DIRECTIONS: Each record is to be transcribed exactly.

----- DATA RECORDS

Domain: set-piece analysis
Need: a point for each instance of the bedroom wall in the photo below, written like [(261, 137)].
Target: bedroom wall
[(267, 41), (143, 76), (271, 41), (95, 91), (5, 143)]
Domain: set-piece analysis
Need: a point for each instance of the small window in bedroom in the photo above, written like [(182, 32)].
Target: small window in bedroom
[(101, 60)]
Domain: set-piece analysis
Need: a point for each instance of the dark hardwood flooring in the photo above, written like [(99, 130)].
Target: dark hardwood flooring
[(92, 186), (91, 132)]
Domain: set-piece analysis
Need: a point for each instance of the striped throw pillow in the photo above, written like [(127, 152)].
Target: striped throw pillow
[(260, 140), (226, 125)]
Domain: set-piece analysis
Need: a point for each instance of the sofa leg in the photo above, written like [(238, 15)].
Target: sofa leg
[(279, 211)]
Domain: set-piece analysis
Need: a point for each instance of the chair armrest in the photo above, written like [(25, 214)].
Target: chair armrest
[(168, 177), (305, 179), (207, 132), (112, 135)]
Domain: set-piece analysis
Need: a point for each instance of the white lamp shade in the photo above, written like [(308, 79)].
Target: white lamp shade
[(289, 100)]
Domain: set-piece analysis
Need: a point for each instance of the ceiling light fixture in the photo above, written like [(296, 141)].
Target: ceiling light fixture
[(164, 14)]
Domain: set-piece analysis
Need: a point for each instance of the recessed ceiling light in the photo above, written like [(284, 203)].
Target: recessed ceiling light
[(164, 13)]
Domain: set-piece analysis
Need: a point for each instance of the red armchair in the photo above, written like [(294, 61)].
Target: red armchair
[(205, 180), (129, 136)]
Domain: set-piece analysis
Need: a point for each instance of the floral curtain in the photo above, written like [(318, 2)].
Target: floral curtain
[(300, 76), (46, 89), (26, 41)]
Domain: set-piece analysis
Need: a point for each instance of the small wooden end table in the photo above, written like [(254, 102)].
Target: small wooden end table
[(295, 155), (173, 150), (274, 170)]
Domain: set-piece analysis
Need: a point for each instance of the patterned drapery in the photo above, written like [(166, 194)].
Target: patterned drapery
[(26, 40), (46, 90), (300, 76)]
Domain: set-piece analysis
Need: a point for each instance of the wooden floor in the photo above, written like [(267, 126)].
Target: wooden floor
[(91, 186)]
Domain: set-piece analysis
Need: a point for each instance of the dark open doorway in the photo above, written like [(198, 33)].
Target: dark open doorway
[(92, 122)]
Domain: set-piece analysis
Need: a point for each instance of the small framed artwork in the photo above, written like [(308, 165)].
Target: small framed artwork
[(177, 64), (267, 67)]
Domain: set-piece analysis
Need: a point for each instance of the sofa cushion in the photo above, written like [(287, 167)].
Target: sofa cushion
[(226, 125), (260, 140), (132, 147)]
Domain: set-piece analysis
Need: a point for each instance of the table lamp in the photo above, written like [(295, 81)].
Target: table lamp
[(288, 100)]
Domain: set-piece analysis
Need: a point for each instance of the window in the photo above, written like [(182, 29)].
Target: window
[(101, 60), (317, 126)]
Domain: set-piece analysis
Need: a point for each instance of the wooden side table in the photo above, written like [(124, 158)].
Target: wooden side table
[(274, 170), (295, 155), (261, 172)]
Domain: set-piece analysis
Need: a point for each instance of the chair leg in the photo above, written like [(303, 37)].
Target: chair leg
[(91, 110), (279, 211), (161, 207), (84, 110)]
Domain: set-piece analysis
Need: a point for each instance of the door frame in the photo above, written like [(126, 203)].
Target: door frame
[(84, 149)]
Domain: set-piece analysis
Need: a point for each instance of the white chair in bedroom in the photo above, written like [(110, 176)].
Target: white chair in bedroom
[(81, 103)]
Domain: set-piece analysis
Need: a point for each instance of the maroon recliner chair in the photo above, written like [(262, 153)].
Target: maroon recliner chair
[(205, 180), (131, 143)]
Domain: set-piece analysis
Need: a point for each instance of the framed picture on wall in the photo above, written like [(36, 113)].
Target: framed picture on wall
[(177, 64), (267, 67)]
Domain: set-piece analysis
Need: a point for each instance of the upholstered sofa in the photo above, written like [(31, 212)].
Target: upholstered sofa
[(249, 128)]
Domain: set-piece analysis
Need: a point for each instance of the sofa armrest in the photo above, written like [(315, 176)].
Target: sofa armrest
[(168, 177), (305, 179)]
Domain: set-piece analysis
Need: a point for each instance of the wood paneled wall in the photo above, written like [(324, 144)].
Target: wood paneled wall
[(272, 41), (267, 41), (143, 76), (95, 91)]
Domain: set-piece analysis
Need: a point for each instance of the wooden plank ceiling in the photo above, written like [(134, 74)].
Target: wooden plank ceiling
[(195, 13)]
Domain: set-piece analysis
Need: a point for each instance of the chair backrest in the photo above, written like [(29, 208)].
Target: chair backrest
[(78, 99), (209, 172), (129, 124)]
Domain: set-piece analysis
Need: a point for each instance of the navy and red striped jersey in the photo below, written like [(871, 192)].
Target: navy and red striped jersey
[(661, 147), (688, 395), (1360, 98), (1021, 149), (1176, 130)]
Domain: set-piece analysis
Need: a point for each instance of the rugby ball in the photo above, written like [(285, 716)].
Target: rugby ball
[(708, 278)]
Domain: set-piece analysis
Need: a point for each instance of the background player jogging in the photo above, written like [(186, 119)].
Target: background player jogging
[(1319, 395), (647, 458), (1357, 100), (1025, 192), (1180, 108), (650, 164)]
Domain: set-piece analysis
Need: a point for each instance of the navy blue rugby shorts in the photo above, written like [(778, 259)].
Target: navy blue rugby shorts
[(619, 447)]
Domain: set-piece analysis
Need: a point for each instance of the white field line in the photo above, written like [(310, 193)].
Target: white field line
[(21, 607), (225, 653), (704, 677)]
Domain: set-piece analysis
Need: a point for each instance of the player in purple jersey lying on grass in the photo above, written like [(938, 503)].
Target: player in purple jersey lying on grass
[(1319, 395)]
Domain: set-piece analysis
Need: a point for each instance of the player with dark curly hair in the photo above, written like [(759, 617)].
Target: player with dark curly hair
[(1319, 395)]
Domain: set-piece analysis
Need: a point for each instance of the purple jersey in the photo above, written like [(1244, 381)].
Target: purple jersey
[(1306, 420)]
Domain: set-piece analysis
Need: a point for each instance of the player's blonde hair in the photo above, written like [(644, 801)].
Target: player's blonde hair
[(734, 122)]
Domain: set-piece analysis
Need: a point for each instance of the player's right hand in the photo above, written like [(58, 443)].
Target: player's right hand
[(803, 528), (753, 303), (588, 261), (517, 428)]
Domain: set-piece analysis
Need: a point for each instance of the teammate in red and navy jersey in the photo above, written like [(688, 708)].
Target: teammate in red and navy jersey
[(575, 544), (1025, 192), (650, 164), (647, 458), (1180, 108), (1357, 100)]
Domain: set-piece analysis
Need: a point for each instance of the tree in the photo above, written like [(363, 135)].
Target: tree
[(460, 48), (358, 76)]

----------

OUTPUT OF THE EXERCISE:
Domain: set-piece analysis
Need: a point for each instance of the bedroom wall in the photo below, written like [(261, 137)].
Target: bedroom wall
[(267, 41), (143, 76), (271, 41), (95, 91), (5, 143)]
Domain: set-piece analysis
Need: a point for each instance of the small window in bedroom in the photo above, written like [(182, 32)].
Target: small window in bedroom
[(101, 60)]
Domain: set-piece analysis
Need: a point for each instance of the dark hardwood flooring in the photo above, written like [(99, 130)].
Target: dark hardwood flooring
[(92, 186), (91, 132)]
Domain: set-piece analysis
Need: a point for each instance of the striped throw pillow in the photo above, written like [(127, 152)].
Target: striped throw pillow
[(260, 140), (226, 125)]
Domain: set-piece analysis
Need: a point for each instance of the sofa leg in the photo above, written like [(238, 15)].
Target: sofa leg
[(279, 211)]
Domain: set-piece analysis
Need: a point for each instance of the chair armrest in the photo above, written like [(25, 214)].
Target: chair armrest
[(168, 177), (305, 179), (207, 132), (112, 135)]
Domain: set-piece analysis
Need: a point for each instance of the white lamp shade in the photo above, written like [(308, 79)].
Target: white lamp shade
[(289, 100)]
Domain: set-piece analysis
Need: a point for each instance of the ceiling light fixture in the photo above, written like [(296, 141)].
Target: ceiling light fixture
[(164, 14)]
Domain: set-piece analysis
Need: a point for each instance of the recessed ceiling light in the photo above, written like [(284, 203)].
Target: recessed ceiling light
[(164, 13)]
Domain: set-piece analysis
Need: a point for each instance of the red armchair in the photo above, written like [(294, 61)].
Target: red armchair
[(205, 180), (129, 136)]
Domain: set-piece analysis
Need: a point for each instance of the floral curtain in the photo above, written like [(318, 2)].
Target: floral curtain
[(300, 76), (46, 89), (26, 41)]
Domain: set-piece analysis
Need: a point for each instance of the small wooden end table in the photo above, written like [(254, 102)].
Target: small wooden end table
[(295, 155), (173, 150), (274, 170)]
Domain: set-piece analysis
Need: a point for each instance of the patterned drapery in the photo above, written like [(166, 194)].
Target: patterned drapery
[(26, 40), (46, 90), (300, 76)]
Domain: set-piece analysis
Need: a point for each instance of the wooden floor in the photo above, written like [(267, 126)].
Target: wooden floor
[(91, 186)]
Domain: set-piece analysis
Need: a point for each instance of the dark open doorway in the photo above, written like [(198, 33)].
Target: dark open doorway
[(92, 122)]
Domain: set-piece analysis
Need: a point for each instance of the small framed artwork in the photo above, written like [(308, 165)].
Target: small framed artwork
[(177, 64), (267, 67)]
Domain: set-piece analysis
Need: a point for each instance of the sofa cushion in the photo above, written like [(287, 167)].
Target: sofa cushion
[(226, 125), (260, 140), (132, 147)]
Domain: set-piece analysis
Need: a point for each instance of the table lamp in the photo above, written like [(295, 81)].
Target: table lamp
[(288, 100)]
Domain: set-piece analysis
Need: a point for each instance of the window in the photo above, written like [(182, 29)].
Target: window
[(101, 60), (317, 126)]
Domain: set-piece analysis
Need: a point for each instance of the wooden side table in the photo above, written like [(124, 158)].
Target: wooden side table
[(274, 170), (295, 155), (261, 172)]
Domain: set-piece analysis
Need: a point for each instance of the chair leg in the photo above, written like [(303, 37)].
Target: chair leg
[(91, 110), (279, 211), (161, 207), (84, 110)]
Domain: set-piece analysis
Need: a point for each instance of the door frame in the photo above, written like [(126, 203)].
Target: door frame
[(84, 149)]
Domain: set-piece analysis
Need: a point for each instance of the white chair in bedroom in the photo above, written like [(110, 176)].
Target: white chair in bedroom
[(81, 103)]
Domain: set-piece analysis
Need: a point for each instance of the maroon recliner chair in the photo above, written like [(262, 153)].
Target: maroon recliner chair
[(205, 180), (131, 143)]
Domain: set-piece analysis
Need: a point for each instance of the framed picture on wall in the photo above, written like [(36, 113)].
Target: framed picture on wall
[(177, 64), (267, 67)]
Domain: set-piece analysis
Need: a point for each instance of the upholstered sofa in the photo above, written like [(31, 212)].
Target: upholstered sofa
[(249, 128)]
Domain: set-piece analysis
Need: a point for each instance of the sofa armrest in the photo above, written like [(315, 176)].
Target: sofa armrest
[(168, 177), (305, 179)]
Domain: set-piece analysis
Need: a point for each instance of the wood paneled wall in the photo above, written like [(324, 144)].
Target: wood paneled wall
[(272, 41), (267, 41), (143, 76), (95, 91)]
Domain: set-piece analysis
Need: a point for each instance of the wooden plank ceiling in the photo above, written like [(134, 74)].
Target: wooden plank ceiling
[(195, 13)]
Domain: set-piece analysis
Need: a point for each instance of the chair backrest in the photo above, written like [(29, 208)].
Target: chair backrest
[(78, 99), (209, 172), (129, 124)]
Domain: set-piece analysis
Need: a point for each instance of the navy and red striped jersey in the photo below, written like [(871, 192)].
Target: navy and red striped jersey
[(661, 147), (688, 395), (1360, 98), (1021, 149), (1176, 130)]
Domain: set-piece analysis
Need: a point for each instance of the rugby ball in the photo above, written like [(285, 716)].
Target: rugby ball
[(708, 278)]
Domain: set-piece analysis
Need: a point for each instance of the background player jogging in the photo above, written like [(186, 119)].
Target: background player jogging
[(1319, 395), (647, 458), (1357, 100), (1025, 192), (1180, 108), (650, 164)]
Domain: set-piece analysis
Need: a point for each instance of the navy blue rugby shorts in the photo above, written like [(778, 259)].
Target: navy blue rugby shorts
[(619, 447)]
Domain: set-piece analysis
Need: a point for each instance of the white field line in the photo above, written like [(310, 193)].
Target: white field line
[(21, 607), (225, 653), (704, 677)]
Domain: set-piece analysis
Need: a point for each instance of the player in purple jersey lying on grass in the photo above, written like [(938, 503)].
Target: player in purple jersey lying on grass
[(1319, 395)]
Domain: set-piece analysis
Need: a point for each instance of the player with dark curly hair in the photo above, written like [(759, 617)].
Target: player with dark curly hair
[(1319, 395)]
Domain: set-piece analysis
Need: a point for each instance of the purple jersey in the photo above, written like [(1244, 381)].
Target: purple jersey
[(1306, 420)]
Domain: set-piece analysis
Need: a point for each instance of the player's blonde hair in the photo above, written like [(644, 801)].
Target: player's blonde hair
[(734, 122)]
Domain: set-piece analysis
Need: a point for each instance of the player's right hand in the photo above, written like [(58, 443)].
Target: player's right hand
[(803, 528), (753, 303), (588, 261), (517, 428)]
Domain: set-piece analysis
Need: a point for each instance of the teammate in red and navy jersey in the photo above, written like [(688, 708)].
Target: teammate in red and navy jersey
[(575, 544), (1025, 192), (650, 164), (647, 458), (1180, 108), (1357, 100)]
Domain: set-piece analysis
Need: a point for each instance of the tree in the photo above, written like [(363, 135)].
Target: tree
[(460, 48), (358, 76)]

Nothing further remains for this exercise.